§ **GOAL OF THE EXERCISE**: Every line in the data below that includes "tree" belongs in the answer, copied as it stands.

§ **Referring expression pointing data**:
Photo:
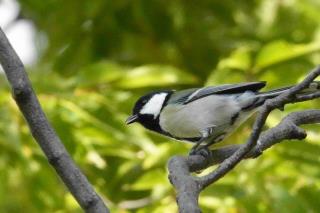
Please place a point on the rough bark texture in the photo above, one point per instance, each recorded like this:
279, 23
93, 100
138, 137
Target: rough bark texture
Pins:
188, 187
43, 132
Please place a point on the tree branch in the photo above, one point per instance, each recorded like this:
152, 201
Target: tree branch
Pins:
230, 156
43, 132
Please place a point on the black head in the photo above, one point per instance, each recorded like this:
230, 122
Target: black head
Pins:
147, 109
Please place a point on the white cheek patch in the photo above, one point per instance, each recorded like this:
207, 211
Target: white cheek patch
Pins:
154, 105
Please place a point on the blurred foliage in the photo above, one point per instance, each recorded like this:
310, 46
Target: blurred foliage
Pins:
97, 57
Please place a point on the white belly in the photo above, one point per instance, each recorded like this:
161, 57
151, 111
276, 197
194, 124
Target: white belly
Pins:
187, 121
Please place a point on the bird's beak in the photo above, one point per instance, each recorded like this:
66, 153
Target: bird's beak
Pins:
132, 119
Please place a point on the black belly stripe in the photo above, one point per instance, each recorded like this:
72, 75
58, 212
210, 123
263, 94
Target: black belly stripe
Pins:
234, 118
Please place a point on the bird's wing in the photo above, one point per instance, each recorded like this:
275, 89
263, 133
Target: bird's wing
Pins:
189, 95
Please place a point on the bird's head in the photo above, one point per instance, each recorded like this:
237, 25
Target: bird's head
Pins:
147, 109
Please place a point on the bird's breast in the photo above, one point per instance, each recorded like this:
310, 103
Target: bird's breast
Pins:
188, 121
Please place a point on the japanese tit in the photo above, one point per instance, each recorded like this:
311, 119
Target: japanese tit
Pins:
201, 115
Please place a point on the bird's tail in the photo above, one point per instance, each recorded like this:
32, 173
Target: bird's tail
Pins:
261, 97
313, 87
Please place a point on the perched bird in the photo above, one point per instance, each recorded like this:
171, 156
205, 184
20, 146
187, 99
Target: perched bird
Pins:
202, 115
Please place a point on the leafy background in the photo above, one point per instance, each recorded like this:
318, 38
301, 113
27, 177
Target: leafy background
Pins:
97, 57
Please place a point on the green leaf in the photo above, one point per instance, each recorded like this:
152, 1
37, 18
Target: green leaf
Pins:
278, 52
154, 76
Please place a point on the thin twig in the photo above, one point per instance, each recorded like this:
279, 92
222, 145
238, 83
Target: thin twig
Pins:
43, 132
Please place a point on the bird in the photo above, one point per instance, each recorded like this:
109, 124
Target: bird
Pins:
203, 116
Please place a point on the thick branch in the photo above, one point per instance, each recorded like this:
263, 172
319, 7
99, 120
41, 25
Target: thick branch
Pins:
44, 134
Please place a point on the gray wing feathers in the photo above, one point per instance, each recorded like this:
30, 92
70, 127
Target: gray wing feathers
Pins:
187, 96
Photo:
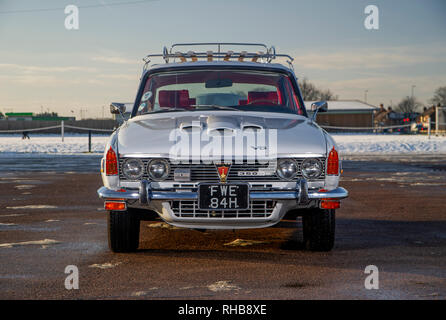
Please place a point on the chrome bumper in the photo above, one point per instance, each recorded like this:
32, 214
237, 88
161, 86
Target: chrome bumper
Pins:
145, 194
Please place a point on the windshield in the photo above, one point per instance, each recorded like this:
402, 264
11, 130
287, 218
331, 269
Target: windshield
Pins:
220, 90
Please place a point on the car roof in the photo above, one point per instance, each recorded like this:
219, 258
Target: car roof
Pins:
234, 64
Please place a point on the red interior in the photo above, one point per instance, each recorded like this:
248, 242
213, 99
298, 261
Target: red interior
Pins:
263, 97
175, 99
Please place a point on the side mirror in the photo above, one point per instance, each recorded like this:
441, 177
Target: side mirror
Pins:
320, 106
117, 108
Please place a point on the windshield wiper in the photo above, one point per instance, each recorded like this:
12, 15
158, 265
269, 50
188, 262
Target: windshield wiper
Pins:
215, 106
167, 110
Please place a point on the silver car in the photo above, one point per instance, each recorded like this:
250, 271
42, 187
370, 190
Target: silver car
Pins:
219, 139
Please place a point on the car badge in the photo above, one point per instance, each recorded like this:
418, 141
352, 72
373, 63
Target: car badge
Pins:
223, 171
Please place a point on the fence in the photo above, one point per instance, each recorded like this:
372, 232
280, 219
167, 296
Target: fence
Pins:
62, 128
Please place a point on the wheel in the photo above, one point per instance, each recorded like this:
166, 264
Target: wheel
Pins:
319, 229
123, 230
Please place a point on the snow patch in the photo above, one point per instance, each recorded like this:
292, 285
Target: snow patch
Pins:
33, 206
24, 186
223, 286
106, 265
244, 243
44, 242
162, 225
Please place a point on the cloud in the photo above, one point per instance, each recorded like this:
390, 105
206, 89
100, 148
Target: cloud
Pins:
114, 60
47, 69
369, 58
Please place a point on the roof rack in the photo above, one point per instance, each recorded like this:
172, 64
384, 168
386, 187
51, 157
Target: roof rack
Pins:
267, 55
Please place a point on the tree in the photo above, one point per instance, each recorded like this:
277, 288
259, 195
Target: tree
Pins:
439, 96
311, 93
408, 105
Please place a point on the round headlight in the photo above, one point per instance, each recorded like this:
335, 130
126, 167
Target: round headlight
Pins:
158, 169
133, 169
286, 169
311, 168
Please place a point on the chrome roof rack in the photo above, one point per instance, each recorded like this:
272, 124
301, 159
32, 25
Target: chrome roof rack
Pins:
267, 55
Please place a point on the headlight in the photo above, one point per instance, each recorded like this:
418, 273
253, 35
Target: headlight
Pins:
158, 169
133, 168
311, 168
286, 169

§ **EXPECTED ANSWER**:
Please place a point on the tree branch in the photo above, one point per instance, each recorded like this:
Target: tree branch
Please place a point on the tree in the photo above, one point per instance, each recorded like this:
Target: tree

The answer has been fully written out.